Problem description – The full set of entries has to be output exactly.

Dataset items –
-=-=-

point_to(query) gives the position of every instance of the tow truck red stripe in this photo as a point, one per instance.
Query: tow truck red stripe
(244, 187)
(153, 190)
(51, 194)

-=-=-

Answer to this exercise –
point_to(query) gives the position of every instance of the tow truck red stripe in this photo as a point, one per instance.
Query: tow truck red stripe
(244, 187)
(153, 190)
(51, 194)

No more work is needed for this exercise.